## Written problem 1
Reproduce the passage of the commentary on Zelenskyy's speech that starts at "These goals are" and ends at "and the UN.".
## Written problem 2
Answer these questions using the commentary on Zelenskyy's speech:
(a) What name did Zelenskyy propose for the new association of countries?
(b) Which newspaper published the article on the Azov fighters that the writer cites?
(c) In what year was the war with Georgia that the writer mentions?
## Written problem 3
Extend the commentary on Zelenskyy's speech, picking up right after its last sentence.

## Selected extract
______________________________
What is now causing me to oppose both the Ukrainian and Russian governments is that, in attempting to provoke members of Congress into backing things we can’t do because Russia and the US have nuclear parity and are at risk of mutually assured destruction in the event of nuclear conflict, Zelenskyy engaged in the following emotionally-charged rhetoric, which I found offensive:
More disturbing than his emotional but unreasonable appeals was this (quoting from the linked article directly):
Pointing to World War II, Zelenskyy said that "the war of the past have prompted our predecessors to create institutions that should protect us from war, but, they unfortunately don’t work."
"We see it. You see it. So we need new ones, new institutions, new alliances, and we are for them," Zelenskyy said.
He proposed "to create an association, United for Peace, a union of responsible countries that have the strength and consciousness to stop conflicts, immediately provide all the necessary assistance in 24 hours, if necessary—even weapons, if necessary, sanctions, humanitarian support, political support."
"If such an alliance would exist today…we would be able to save thousands of lives in our country, in many countries of the world who need peace, those who suffer inhumane destruction,"
This sounds to me like a dangerous idea, another potential failure of an international alliance, with undertones of one world government.
Finally, in the most dishonest part of his speech, Zelenskyy declared "I see no sense in life if I cannot stop the deaths, and this is my main issue and the leader of my people, great Ukrainians, and the leader of my nation."
This is patently false - Zelenskyy’s goal is obviously victory, or at least a scenario where Ukrainian sovereignty is protected and Russia is dealt a strategic defeat through heavy casualties, even if Russian forces secure some additional land.
These goals are not dishonorable, indeed, most people not supporting Russia would see them as laudable, however, for him to declare all he wants to do is save lives is fundamentally dishonest and manipulative when he could accomplish that objective with a single phone call to either President Biden, NATO SHAPE, or a neutral country like Switzerland, requesting their assistance or good offices in communicating with Russia to achieve an immediate ceasefire to facilitate a 24 hour period in which to work out a negotiated surrender, countersigned by representatives of Russian allies, Ukrainian allies, neutral countries and the UN.
Zelenskyy, furthermore, despite being Jewish, has, to the peril of his fellow Ukrainian Jews, made something of a deal with the devil in the form of the Azov Battalion, actual neo-Nazis, who, having been armed and unleashed, represent a major threat to the security of post-war Ukraine, in particular religious and ethnic minorities, as this article in the Guardian details: Azov fighters are Ukraine's greatest weapon and may be its greatest threat
Now, make no mistake, I am not supporting Putin, who is a KGB man who makes a pretense of Russian Orthodox piety while thus far having engaged in four conflicts that resulted in Eastern Orthodox Christians killing other Eastern Orthodox Christians (the 2008 war with Georgia, in which he permanently destroyed the Georgian Navy, resulting in the deaths of many Georgian Orthodox Christians and some Russian and Abkhazian Orthodox Christians, and the annexation of Crimea and the subsequent ongoing conflict between Ukraine and the de facto independent Peoples Republics of Donestsk and Luhansk in the Donbass, which combined with this conflict, considering that the larger of the two Eastern Orthodox churches in Ukraine, the Ukrainian Orthodox Church, is part of the Russian Orthodox Church, have consisted of Russian Orthodox fighting and in some cases killing Russian Orthodox and other Christians from the Orthodox Church in Ukraine, the Ukrainian Greek Catholic Church, its sister denomination the Russian Catholic Church and their parent denomination the Roman Catholic Church, and the Ukrainian Lutheran Church, in addition to other smaller denominations.
______________________________
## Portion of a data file

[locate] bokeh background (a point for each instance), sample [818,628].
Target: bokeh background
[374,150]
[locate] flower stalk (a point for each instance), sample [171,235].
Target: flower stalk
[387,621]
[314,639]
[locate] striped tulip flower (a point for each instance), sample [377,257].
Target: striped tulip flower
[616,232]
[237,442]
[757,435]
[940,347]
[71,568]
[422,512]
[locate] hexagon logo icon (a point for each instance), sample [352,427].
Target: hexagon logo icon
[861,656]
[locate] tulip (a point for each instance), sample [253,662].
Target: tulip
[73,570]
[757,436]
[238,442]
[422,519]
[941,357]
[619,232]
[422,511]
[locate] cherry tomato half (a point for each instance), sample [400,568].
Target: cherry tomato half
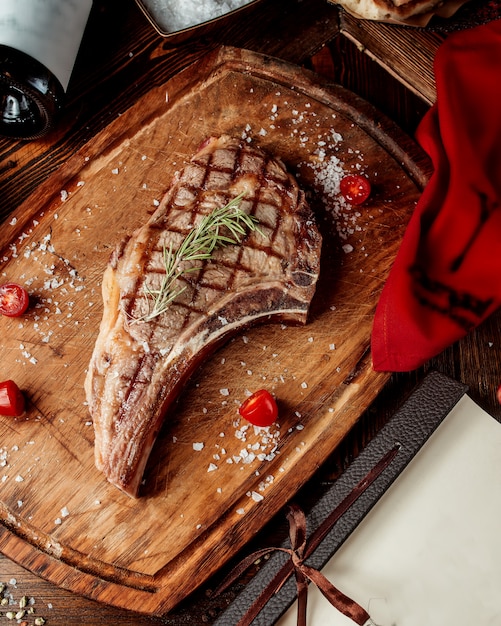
______________________________
## Result 1
These goals are not dishonorable, indeed, most people not supporting Russia would see them as laudable, however, for him to declare all he wants to do is save lives is fundamentally dishonest and manipulative when he could accomplish that objective with a single phone call to either President Biden, NATO SHAPE, or a neutral country like Switzerland, requesting their assistance or good offices in communicating with Russia to achieve an immediate ceasefire to facilitate a 24 hour period in which to work out a negotiated surrender, countersigned by representatives of Russian allies, Ukrainian allies, neutral countries and the UN.

## Result 2
(a) United for Peace
(b) The Guardian
(c) 2008

## Result 3
And Putin failed to lift a finger to stop Azerbaijan from conquering and ethnically cleansing most of the Ngorno-Karabakh Armenian Republic, territories it had held for years (Azeris had already occupied and ethnically cleansed other Armenian territories amidst the downfall of the Soviet Union), these being Oriental Orthodox Christian lands, and Azerbaijan being a nominally secular Islamic regime that is fanatically anti-Armenian, and like Turkey, a genocide denier, and also closely allied with brutal Islamist dictatorship in Iran, which is Putin’s ally. Armenia is also supposedly an ally of Russia, but when in need, they did not receive any meaningful assistance. Indeed the only thing Russia has done that helped Christians were their actions in Syria and Iraq, but they withdrew ground forces prematurely, allowing ISIS to destroy the archaeological wonders, including the ancient house church and Jewish synagogue in Dura-Europos. And if Zelenskyy did a deal with the devil in availing himself of assistance from the Neo-Nazi Azov Battalion, Putin has done the same thing, by employing Islamist militias from Chechnya in Ukraine for various special operations.* This is also a huge risk to postwar Russian internal security, because these “elite Chechen units” appear to be at the very least related to the Chechen Islamist terrorists who committed various attrocities in Moscow and elsewhere in the late 1990s and early 2000s.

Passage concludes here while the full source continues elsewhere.